[Dataset entries]
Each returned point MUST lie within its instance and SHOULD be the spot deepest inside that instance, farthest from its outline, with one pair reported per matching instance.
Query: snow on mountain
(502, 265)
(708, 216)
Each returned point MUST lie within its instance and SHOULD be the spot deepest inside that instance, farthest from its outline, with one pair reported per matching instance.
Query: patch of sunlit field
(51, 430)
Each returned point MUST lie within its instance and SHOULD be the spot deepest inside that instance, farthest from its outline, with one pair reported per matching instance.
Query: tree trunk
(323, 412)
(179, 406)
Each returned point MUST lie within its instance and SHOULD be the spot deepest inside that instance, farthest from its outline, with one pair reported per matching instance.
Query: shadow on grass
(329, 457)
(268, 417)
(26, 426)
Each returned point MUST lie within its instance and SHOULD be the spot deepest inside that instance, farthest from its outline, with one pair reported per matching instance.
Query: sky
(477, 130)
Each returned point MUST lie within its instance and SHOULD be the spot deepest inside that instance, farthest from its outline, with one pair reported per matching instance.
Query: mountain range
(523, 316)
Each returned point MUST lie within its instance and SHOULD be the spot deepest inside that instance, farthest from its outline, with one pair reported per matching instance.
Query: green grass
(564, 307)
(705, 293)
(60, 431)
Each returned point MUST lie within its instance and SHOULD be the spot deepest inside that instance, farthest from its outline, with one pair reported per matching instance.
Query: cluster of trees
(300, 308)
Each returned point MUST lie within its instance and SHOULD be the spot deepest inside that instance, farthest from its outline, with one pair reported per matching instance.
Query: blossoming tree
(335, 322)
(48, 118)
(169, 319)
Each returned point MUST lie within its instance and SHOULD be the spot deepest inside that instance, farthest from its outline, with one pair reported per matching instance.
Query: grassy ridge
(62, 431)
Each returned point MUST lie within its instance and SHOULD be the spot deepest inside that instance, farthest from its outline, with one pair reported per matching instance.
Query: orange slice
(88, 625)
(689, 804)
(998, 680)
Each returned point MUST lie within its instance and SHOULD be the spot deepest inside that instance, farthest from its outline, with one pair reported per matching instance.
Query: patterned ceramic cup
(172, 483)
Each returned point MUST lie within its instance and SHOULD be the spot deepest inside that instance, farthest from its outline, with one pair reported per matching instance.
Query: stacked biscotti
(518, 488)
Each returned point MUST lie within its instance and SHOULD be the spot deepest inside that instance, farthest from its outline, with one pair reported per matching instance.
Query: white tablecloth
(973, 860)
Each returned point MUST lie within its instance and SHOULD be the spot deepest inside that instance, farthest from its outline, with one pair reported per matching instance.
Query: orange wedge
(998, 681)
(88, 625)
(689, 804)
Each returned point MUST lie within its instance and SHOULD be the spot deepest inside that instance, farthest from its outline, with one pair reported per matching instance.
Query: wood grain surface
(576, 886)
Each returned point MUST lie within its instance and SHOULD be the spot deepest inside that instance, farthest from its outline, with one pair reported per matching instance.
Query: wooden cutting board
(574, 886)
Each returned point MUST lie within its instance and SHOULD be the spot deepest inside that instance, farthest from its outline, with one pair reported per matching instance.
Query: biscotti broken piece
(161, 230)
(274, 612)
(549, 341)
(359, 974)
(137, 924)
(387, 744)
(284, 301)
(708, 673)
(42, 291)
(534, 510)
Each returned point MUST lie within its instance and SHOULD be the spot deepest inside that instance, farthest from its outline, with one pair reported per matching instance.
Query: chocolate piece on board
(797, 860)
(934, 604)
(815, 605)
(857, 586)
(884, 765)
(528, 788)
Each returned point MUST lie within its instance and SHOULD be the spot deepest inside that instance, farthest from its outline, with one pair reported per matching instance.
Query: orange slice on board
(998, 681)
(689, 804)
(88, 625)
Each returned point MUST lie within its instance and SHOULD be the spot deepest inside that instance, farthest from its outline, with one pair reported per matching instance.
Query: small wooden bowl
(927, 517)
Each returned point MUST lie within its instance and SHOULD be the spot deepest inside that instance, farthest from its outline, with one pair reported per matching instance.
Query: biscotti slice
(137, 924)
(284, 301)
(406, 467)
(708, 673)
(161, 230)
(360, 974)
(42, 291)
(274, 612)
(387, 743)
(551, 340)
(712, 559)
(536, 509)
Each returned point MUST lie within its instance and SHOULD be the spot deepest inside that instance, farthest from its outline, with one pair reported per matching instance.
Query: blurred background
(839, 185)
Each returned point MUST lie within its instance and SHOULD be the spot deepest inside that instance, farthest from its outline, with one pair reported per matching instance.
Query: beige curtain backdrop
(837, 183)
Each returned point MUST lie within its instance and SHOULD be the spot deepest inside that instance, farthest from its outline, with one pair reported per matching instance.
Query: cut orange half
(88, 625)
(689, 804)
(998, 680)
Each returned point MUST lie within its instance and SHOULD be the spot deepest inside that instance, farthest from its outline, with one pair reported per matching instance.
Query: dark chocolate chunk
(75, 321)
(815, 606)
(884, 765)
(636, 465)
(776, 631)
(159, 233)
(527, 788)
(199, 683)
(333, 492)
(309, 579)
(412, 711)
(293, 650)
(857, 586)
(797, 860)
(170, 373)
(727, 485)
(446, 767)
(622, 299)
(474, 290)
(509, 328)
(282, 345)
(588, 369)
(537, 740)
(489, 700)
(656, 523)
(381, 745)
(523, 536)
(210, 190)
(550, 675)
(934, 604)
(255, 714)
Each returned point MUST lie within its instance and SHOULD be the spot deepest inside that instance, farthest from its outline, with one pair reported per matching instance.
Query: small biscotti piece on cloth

■ **What the exercise asks**
The full set of entries has to be duplicated precisely.

■ **Output for this exercise**
Each returned point MUST lie within its instance and SHOULD be the spot deepest inside that instance, farthest from its outline, with one pair reported per matching instance.
Query: snow on mountain
(502, 265)
(708, 216)
Each returned point MUST lie within its instance and SHOULD be the spot deepest inside that instance, farthest from its outline, with one pair reported per matching instance.
Query: patch of sunlit field
(51, 430)
Each returned point MUST lie within its instance and SHOULD be the spot deepest inside that instance, farthest from its outline, with one pair reported per matching instance.
Query: tree trunk
(323, 412)
(179, 406)
Each returned point MUST lie within its instance and SHOULD be the spot deepest inside that instance, farthest from its outline, with one pair reported per matching instance.
Query: shadow on grass
(329, 457)
(268, 417)
(26, 426)
Each returned point MUST lie within its instance and SHOULD be the spot deepest inside that instance, farthest from its outline, with one pair reported per matching instance.
Query: sky
(477, 130)
Each returned point MUST lie within its instance and SHOULD be the spot deepest inside that instance, farthest from its outline, with one pair reported per matching instance.
Query: mountain range
(523, 316)
Each returned point MUST lie within its instance and SHOULD be the spot deepest inside that instance, farthest from its outline, with one pair reported per matching instance.
Query: green grass
(564, 307)
(705, 293)
(60, 431)
Each returned point MUST lie within its instance and SHOULD be the spot deepest inside that instance, farthest from its outline, with one pair reported per matching instance.
Query: cluster of trees
(300, 308)
Each returned point MUST lie within its instance and SHOULD be the spot deepest inside that instance, farthest from its outline, with one pair reported per matching instance.
Query: blossoming tree
(335, 322)
(48, 118)
(169, 319)
Each returned point MUST lie within its instance and SHOULD be the spot deepest inside that instance, farthest from its outline, with one pair reported per matching instance.
Query: grassy ridge
(62, 431)
Each returned point MUST lie within its instance and SHOULD be the spot deepest inside that instance, farthest from its outline, with one pair reported per matching instance.
Query: orange slice
(88, 625)
(689, 804)
(998, 680)
Each returned point MUST lie within its instance and SHOULD be the spot deepest inside that instance, farthest from its outline, with one pair reported per matching instance.
Query: patterned ceramic cup
(172, 483)
Each returned point MUST lie within its instance and SHOULD be the spot deepest inside that instance, farthest from its outline, with one pair reported per matching instance.
Query: stacked biscotti
(518, 488)
Each returned point MUST lie within its instance and SHOULD be the spot deepest inside that instance, farthest from its outline, with one pair reported per matching instance.
Query: white tablecloth
(973, 860)
Each returned point MUST lie within its instance and SHOULD be the spot deepest inside that instance, farthest from its outline, with one pair reported per matching instance.
Query: orange wedge
(998, 681)
(88, 625)
(689, 804)
Each returned point MUST lie within its instance and SHOULD be the spot deepest inside that instance, farthest from its outline, with one pair reported per matching instance.
Query: wood grain surface
(576, 886)
Each returned point MUST lie within its instance and SHOULD be the spot deepest inside that instance, farthest from its outline, with one pair reported per matching instance.
Query: wooden cutting board
(574, 886)
Each returned point MUST lie within its instance and SHOULD be the spot deepest inside that instance, farthest from its outline, with one pair reported per matching instance.
Query: biscotti broken piece
(161, 230)
(274, 612)
(549, 341)
(359, 974)
(137, 924)
(387, 744)
(284, 301)
(708, 673)
(42, 291)
(534, 510)
Each returned point MUST lie within its instance and SHOULD be the spot deepest inside that instance, farthest from its outline, with one pair reported per matching instance.
Query: chocolate piece on board
(797, 860)
(934, 604)
(815, 605)
(857, 586)
(884, 765)
(528, 788)
Each returned point MUST lie within its instance and SHOULD be the spot deepest inside that instance, farthest from its outline, with one pair reported per matching instance.
Query: orange slice on board
(998, 681)
(689, 804)
(88, 625)
Each returned point MUST lie within its instance and SHOULD be the spot deepest inside that instance, farthest from its outline, with one pair reported per matching instance.
Query: small wooden bowl
(927, 517)
Each returned point MUST lie within its instance and SHOULD be the spot deepest inside that instance, farthest from its outline, with one pair reported per matching instance.
Query: biscotti slice
(137, 924)
(284, 301)
(406, 467)
(708, 673)
(161, 230)
(360, 974)
(42, 291)
(274, 612)
(387, 743)
(551, 340)
(712, 559)
(536, 509)
Each returned point MUST lie within its instance and SHOULD be the spot deepest inside that instance, farthest from its outline, with one pair reported per matching instance.
Query: blurred background
(839, 185)
Each returned point MUST lie within its instance and SHOULD be the spot deepest inside that instance, farthest from its outline, with one pair reported per matching instance.
Query: beige curtain backdrop
(837, 183)
Each returned point MUST lie within its instance and SHOULD be the spot deepest inside that instance, farthest from its outline, with one pair reported per matching instance.
Query: cut orange half
(88, 625)
(689, 804)
(998, 680)
Each returned point MUST lie within its instance and SHOULD be the spot deepest inside that instance, farthest from its outline, with one pair reported per matching instance.
Query: dark chocolate chunk
(75, 321)
(815, 606)
(884, 765)
(636, 465)
(776, 631)
(159, 233)
(527, 788)
(199, 683)
(333, 492)
(309, 579)
(412, 711)
(293, 650)
(857, 586)
(797, 860)
(170, 373)
(727, 485)
(446, 767)
(622, 299)
(474, 290)
(509, 328)
(282, 345)
(588, 369)
(537, 740)
(489, 700)
(656, 523)
(381, 745)
(523, 536)
(210, 190)
(550, 675)
(934, 604)
(255, 714)
Each returned point MUST lie within its instance and SHOULD be the spot deepest inside that instance, farthest from its outline, with one pair reported per matching instance.
Query: small biscotti piece on cloth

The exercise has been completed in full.